| Supplied text |
++++++++++++++++++++

Go On A Date With Your Couple Friends

As it happens, Jasmine and Henry, love’s latest young dream and proud winners of the Yearbook’s ‘most likely to marry, have children and live happily ever after’ category, have taken pity on you and invited you to join them for the Jamie’s Italian set Valentine’s menu. They ‘finish each other’s…’ ‘sentences?’, own a joint National Trust membership which they use to ‘browse their dream homes’ upon weekends, adopt animals for each other on a near weekly basis and prize themselves on liking all of the same vegetables, except for carrots which Jasmine adores and to which Henry is allergic. Since Henry has reminded you that, for them, ‘every day is Valentine’s Day’, you don’t need to feel at all guilty about crashing their alone time. Take this opportunity by all means. Whince as a rogue yet randy foot brushes past yours accidentally on its way to footsy, and enjoy the spotlight of being the only three-pronged table in the restaurant. Henry might smile on with an ‘it’s strange how you haven’t found anyone here… most people meet their future spouse at uni you know?’ Use such dialogue as a muse to sink deeper still into a state of delicious melancholy.

++++++++++++++++++++

| Activity 1 |
Please explain why, according to the Valentine's date passage, you don't need to feel guilty about crashing Jasmine and Henry's alone time.
| Activity 2 |
In the Valentine's date passage, which vegetable does Jasmine adore that Henry is allergic to?

(Saved entries)

++++++++++++++++++++

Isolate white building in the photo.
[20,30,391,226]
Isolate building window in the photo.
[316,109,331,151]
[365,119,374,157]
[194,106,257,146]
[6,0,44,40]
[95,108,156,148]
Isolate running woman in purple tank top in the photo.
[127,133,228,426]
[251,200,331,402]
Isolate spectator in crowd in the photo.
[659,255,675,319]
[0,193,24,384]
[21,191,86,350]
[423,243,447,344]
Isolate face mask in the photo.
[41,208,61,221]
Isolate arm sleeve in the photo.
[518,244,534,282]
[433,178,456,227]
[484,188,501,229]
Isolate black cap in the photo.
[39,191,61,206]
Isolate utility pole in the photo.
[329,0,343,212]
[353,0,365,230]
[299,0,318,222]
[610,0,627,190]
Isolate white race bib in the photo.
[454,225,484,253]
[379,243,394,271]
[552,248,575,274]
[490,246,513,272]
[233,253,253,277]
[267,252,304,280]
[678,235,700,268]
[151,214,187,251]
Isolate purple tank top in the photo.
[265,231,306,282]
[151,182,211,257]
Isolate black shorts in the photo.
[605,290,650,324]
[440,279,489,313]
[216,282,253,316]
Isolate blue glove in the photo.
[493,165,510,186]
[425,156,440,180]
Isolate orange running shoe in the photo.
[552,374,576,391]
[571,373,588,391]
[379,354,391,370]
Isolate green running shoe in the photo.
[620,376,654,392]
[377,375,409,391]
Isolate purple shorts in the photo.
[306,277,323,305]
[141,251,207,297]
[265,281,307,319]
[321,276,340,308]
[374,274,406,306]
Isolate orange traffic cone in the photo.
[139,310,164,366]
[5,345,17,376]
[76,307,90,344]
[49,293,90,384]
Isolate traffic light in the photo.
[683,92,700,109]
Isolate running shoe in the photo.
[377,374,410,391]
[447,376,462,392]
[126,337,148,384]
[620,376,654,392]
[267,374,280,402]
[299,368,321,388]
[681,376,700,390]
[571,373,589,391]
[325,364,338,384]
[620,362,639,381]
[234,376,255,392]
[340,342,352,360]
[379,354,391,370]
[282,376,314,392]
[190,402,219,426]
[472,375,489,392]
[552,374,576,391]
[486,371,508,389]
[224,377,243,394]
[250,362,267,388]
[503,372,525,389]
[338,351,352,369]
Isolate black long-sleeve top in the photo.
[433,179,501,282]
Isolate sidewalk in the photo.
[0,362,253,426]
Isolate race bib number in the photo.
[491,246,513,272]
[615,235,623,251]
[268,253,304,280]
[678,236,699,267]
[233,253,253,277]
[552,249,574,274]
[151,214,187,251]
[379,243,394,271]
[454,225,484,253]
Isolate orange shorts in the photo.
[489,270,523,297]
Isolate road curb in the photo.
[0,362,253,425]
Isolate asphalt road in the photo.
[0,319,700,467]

++++++++++++++++++++

| Exercise answer 1 |
Henry has reminded you that, for him and Jasmine, "every day is Valentine's Day." Joining them on this one evening therefore costs them nothing special.

| Exercise answer 2 |
Carrots.